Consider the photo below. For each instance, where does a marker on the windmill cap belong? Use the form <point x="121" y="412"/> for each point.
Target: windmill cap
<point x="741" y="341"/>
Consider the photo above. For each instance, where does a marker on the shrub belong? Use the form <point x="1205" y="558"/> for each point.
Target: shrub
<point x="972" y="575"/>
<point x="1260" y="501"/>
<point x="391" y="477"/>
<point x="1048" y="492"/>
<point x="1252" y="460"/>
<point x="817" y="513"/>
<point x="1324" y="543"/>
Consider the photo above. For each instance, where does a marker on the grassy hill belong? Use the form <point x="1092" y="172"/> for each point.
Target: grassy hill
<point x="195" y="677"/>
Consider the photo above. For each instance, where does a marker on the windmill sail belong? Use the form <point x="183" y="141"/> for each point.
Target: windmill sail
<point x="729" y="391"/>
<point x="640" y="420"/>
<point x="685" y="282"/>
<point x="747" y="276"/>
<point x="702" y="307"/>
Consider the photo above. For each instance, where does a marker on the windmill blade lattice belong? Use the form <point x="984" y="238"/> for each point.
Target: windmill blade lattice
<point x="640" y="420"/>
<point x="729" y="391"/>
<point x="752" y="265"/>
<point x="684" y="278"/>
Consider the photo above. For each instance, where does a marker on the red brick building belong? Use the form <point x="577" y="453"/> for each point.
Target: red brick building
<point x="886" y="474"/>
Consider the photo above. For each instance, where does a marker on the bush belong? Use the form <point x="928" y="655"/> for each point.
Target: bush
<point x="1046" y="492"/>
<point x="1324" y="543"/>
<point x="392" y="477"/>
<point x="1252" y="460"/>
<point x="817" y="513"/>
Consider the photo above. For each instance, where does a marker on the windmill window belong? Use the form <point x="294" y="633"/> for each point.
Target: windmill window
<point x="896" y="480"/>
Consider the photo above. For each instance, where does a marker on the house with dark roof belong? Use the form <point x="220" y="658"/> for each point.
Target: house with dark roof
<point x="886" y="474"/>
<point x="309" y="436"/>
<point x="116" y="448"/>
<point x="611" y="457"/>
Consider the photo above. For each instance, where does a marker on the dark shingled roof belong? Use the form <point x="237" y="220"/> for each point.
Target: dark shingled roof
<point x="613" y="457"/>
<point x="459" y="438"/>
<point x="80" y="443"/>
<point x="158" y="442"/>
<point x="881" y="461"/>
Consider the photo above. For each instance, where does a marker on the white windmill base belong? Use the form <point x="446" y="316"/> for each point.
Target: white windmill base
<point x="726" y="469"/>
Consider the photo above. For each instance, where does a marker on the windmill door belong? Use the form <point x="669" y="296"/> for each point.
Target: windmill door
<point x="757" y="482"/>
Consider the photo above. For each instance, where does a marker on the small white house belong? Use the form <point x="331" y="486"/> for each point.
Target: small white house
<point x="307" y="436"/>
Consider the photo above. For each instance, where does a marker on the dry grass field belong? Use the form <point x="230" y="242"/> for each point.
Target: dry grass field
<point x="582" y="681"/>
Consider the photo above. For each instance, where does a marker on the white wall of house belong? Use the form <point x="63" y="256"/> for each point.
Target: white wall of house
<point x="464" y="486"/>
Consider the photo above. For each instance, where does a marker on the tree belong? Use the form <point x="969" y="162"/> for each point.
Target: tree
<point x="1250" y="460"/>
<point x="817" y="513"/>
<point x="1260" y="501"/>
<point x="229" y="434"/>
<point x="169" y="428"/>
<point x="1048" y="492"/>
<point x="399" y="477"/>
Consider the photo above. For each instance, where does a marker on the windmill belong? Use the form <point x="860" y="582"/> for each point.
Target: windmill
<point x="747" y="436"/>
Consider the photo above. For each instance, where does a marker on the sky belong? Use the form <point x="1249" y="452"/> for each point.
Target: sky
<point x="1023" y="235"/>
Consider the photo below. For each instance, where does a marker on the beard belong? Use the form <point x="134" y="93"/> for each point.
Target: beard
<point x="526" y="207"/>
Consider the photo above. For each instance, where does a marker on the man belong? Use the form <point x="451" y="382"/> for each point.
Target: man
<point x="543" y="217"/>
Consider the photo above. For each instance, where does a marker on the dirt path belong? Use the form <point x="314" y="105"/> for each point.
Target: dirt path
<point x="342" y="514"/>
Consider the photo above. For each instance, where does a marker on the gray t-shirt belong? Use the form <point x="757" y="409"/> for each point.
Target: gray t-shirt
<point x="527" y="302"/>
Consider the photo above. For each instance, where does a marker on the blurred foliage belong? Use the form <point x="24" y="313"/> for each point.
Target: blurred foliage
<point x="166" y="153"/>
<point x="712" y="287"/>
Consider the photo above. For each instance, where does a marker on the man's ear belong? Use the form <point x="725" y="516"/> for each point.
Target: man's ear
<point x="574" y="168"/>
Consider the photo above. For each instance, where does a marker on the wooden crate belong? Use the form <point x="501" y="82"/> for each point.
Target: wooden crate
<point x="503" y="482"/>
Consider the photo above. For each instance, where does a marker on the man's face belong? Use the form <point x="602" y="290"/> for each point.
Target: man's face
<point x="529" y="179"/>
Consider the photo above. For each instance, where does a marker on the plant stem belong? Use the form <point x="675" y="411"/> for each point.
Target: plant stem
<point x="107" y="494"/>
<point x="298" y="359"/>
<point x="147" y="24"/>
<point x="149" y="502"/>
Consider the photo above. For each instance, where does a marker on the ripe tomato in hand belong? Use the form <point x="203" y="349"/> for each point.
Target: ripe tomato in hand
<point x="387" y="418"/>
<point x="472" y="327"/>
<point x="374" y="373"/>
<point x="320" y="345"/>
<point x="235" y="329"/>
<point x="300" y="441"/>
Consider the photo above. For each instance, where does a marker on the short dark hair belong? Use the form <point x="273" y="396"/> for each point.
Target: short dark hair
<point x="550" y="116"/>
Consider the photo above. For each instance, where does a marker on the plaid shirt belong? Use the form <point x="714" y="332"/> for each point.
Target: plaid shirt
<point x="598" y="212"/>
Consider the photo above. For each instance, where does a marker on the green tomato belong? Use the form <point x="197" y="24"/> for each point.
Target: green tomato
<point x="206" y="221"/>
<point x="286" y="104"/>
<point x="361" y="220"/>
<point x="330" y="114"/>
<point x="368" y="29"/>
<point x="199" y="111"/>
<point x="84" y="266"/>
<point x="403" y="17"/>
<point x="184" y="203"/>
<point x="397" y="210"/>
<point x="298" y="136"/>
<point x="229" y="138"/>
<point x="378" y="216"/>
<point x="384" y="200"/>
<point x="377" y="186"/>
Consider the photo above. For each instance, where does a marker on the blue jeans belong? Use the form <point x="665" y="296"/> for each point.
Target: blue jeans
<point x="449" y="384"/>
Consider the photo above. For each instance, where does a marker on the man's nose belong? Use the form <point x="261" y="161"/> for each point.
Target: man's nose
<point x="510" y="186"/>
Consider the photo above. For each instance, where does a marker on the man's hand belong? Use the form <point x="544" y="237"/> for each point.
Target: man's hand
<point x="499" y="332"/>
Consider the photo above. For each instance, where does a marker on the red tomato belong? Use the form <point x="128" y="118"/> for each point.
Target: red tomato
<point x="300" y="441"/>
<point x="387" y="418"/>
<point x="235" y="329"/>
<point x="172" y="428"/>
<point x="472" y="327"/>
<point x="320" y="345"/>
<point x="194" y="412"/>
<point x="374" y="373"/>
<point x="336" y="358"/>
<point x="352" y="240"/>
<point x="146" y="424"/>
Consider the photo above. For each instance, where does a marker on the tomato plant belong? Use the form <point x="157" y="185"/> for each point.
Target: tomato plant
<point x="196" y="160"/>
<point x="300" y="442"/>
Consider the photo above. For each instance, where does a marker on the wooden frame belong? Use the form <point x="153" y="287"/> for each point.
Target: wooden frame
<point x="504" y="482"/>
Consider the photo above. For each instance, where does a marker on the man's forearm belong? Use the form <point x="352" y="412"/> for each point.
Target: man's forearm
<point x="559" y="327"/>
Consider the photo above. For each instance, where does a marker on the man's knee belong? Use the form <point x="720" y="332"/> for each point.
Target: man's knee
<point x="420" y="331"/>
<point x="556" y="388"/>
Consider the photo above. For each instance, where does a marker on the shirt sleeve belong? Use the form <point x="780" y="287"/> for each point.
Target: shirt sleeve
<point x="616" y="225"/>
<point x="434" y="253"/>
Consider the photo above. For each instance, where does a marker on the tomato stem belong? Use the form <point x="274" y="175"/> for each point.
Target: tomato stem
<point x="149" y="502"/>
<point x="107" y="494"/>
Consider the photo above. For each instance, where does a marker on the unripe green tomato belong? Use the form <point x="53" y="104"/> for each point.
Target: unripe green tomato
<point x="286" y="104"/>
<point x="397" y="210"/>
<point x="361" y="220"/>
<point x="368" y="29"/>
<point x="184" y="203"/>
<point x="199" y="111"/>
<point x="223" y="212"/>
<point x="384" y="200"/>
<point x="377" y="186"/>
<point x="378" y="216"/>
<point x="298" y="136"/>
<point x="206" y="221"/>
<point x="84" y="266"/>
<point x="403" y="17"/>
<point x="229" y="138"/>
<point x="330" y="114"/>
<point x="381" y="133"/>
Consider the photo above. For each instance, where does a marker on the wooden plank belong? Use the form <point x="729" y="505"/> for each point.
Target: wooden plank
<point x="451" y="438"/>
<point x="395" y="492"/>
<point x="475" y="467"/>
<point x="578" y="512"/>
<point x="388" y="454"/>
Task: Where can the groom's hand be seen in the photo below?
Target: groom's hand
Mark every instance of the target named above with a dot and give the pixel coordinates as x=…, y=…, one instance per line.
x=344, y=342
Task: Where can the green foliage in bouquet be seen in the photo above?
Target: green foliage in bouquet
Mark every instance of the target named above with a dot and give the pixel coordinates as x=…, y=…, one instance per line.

•••••

● **Exercise description**
Check each line of the records above for "seen", and copy those that have it.

● **Task answer**
Task: Where can the groom's hand be seen in the photo below?
Task: Where can the green foliage in bouquet be seen in the photo above?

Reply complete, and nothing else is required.